→ **Given problem**
Convert the entries into a Markdown table with the columns Row and Entry line, starting at the line containing "Can you see the bright" and ending at the line containing "(1158, 350)", both included. Number each row, and leave out any blank lines.

------------------------------

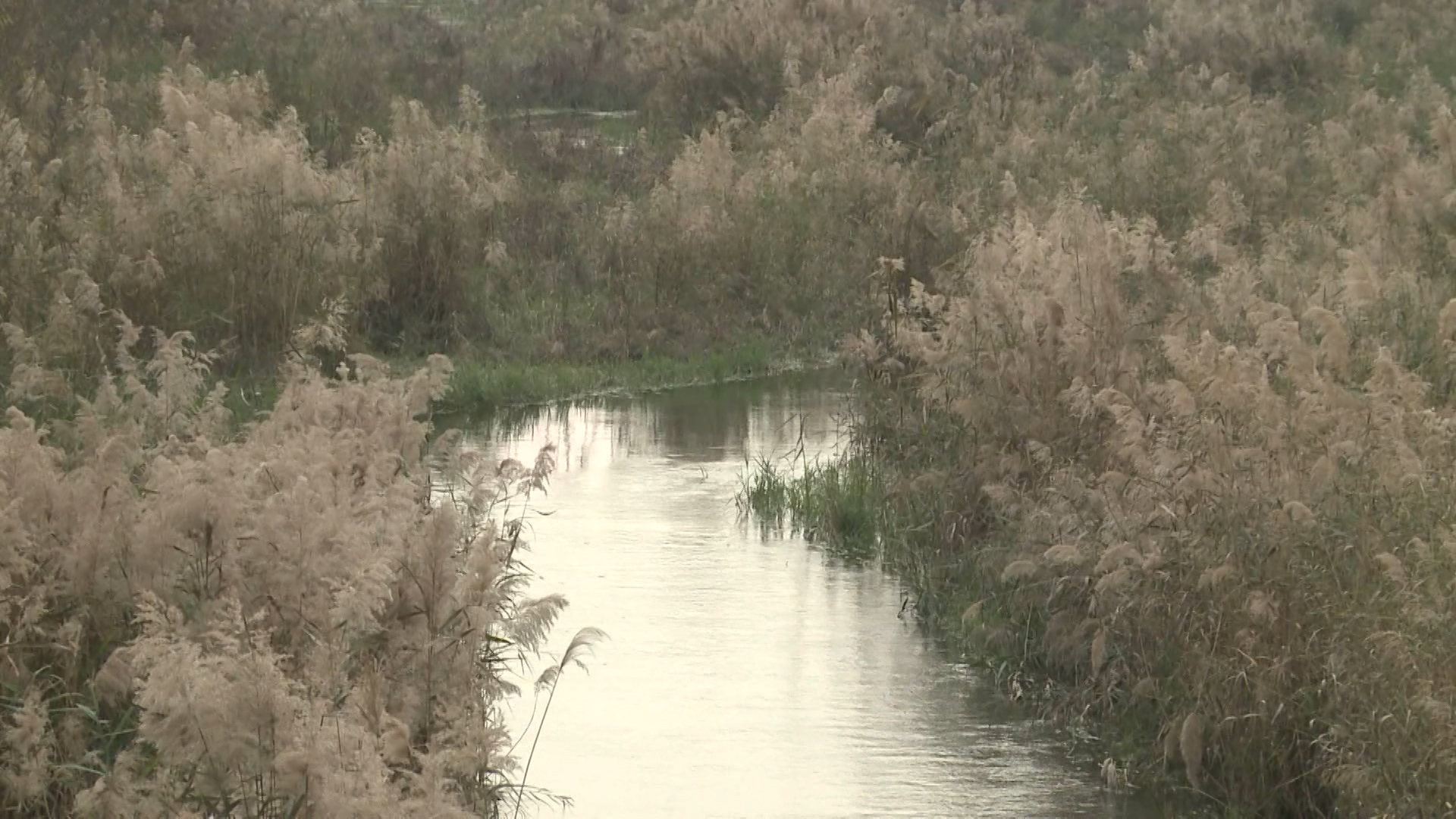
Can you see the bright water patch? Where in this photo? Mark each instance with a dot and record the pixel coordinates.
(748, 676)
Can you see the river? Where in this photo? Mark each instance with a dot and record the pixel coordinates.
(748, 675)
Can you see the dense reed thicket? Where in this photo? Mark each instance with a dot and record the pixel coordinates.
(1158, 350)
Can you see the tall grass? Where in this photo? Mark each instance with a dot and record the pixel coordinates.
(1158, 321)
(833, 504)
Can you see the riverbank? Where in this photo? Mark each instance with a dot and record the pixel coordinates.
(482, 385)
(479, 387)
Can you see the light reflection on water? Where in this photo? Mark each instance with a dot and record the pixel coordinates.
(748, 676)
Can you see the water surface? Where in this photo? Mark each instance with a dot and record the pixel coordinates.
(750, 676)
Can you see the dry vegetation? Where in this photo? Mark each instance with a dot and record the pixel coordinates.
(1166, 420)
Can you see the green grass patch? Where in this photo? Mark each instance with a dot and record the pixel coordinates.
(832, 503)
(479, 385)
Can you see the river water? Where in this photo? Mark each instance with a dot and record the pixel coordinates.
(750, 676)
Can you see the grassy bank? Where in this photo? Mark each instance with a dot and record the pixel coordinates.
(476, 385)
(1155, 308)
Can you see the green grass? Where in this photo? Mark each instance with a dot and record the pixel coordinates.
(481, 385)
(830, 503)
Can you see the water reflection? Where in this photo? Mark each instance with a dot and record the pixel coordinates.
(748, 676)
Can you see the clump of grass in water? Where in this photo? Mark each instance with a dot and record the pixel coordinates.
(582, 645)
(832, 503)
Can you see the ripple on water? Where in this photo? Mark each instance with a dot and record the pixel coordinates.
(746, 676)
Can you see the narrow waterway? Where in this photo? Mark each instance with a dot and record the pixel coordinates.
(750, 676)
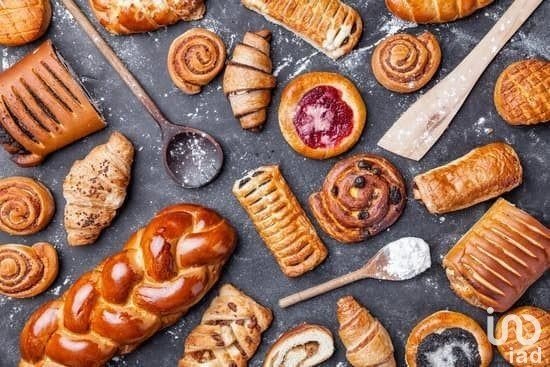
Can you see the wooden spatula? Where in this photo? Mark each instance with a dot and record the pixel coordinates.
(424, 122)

------------------------------

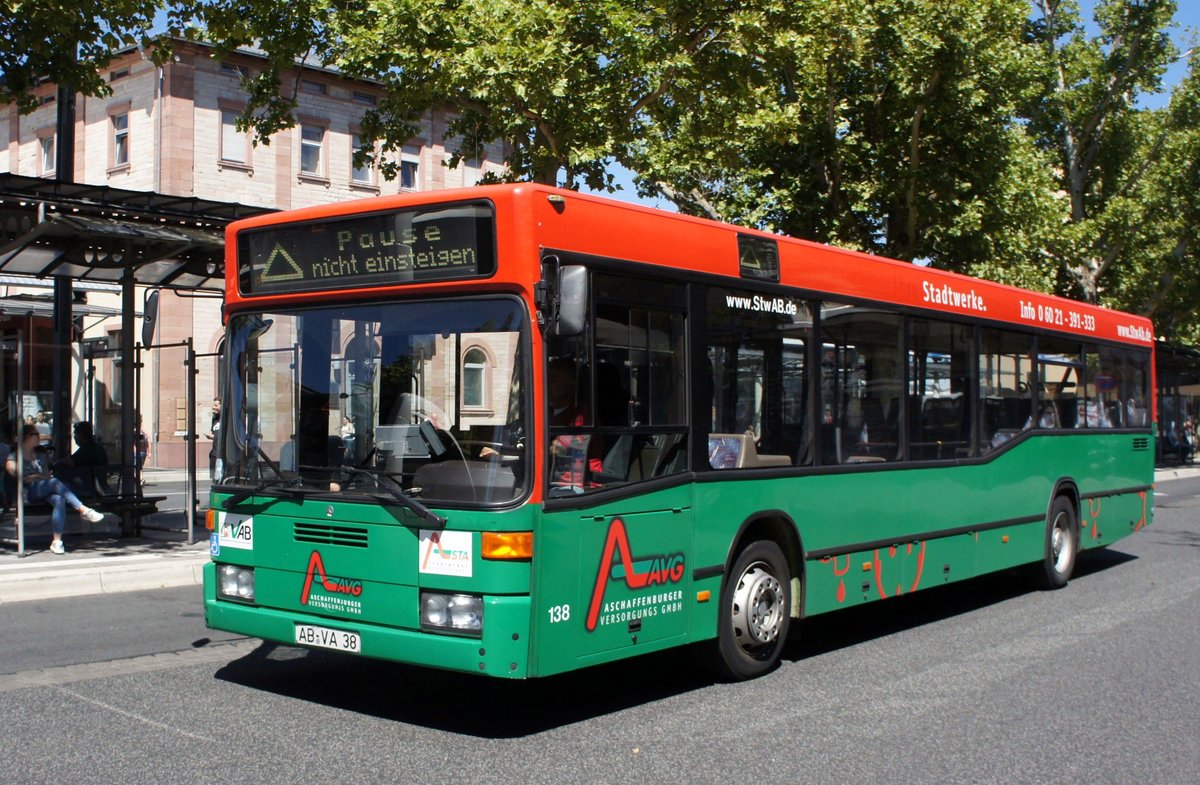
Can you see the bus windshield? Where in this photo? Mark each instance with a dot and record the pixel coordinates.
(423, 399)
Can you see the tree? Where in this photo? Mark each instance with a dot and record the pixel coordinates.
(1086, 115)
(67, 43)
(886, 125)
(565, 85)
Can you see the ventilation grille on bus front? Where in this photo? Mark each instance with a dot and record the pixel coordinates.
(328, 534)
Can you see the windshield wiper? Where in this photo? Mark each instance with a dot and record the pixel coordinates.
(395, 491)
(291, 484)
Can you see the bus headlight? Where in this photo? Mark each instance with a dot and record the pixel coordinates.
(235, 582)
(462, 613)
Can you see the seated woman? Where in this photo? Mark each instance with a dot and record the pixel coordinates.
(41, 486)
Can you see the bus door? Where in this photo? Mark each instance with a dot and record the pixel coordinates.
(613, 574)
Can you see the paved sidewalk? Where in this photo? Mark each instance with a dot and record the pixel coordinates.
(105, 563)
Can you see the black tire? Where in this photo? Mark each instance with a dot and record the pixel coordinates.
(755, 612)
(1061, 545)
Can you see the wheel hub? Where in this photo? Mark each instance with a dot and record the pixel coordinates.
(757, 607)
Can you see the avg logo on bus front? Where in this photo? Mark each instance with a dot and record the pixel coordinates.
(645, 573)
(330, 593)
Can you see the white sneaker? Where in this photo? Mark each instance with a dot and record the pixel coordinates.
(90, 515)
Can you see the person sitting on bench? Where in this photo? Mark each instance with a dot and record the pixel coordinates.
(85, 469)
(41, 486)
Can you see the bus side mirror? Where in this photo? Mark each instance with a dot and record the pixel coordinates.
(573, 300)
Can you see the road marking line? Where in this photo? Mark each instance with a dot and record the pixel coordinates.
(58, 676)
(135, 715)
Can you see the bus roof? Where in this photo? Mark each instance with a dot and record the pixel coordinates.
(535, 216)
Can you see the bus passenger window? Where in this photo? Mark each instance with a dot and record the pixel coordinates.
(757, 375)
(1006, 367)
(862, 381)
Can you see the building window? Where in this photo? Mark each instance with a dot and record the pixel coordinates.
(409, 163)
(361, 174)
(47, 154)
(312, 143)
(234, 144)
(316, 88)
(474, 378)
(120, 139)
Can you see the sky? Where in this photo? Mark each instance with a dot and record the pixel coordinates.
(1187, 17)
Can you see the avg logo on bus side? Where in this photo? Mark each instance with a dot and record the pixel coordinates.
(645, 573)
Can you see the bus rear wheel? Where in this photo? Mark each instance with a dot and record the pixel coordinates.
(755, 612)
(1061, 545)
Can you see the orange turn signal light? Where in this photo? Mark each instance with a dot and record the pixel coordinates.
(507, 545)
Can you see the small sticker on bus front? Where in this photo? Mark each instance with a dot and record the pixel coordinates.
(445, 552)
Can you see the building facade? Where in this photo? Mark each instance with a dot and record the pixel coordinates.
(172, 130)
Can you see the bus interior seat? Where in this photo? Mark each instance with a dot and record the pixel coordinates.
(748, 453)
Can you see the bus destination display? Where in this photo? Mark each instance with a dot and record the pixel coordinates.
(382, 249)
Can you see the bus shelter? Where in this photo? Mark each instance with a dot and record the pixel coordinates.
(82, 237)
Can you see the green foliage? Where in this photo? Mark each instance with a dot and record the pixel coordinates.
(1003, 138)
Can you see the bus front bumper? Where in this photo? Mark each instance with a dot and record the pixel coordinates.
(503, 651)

------------------------------

→ **Exercise output**
| Row | Entry line |
|---|---|
| 1 | Can you see the bright water patch? Where in this photo? Mark each instance with a dot and record the pixel coordinates. |
| 2 | (748, 676) |
| 3 | Can you see the river? Where in this photo? Mark each instance with a dot and record the pixel coordinates. |
| 4 | (748, 675) |
| 5 | Can you see the dense reed thicket? Where in this photo? Mark each instance with a dot and record the pixel coordinates. |
| 6 | (1158, 350) |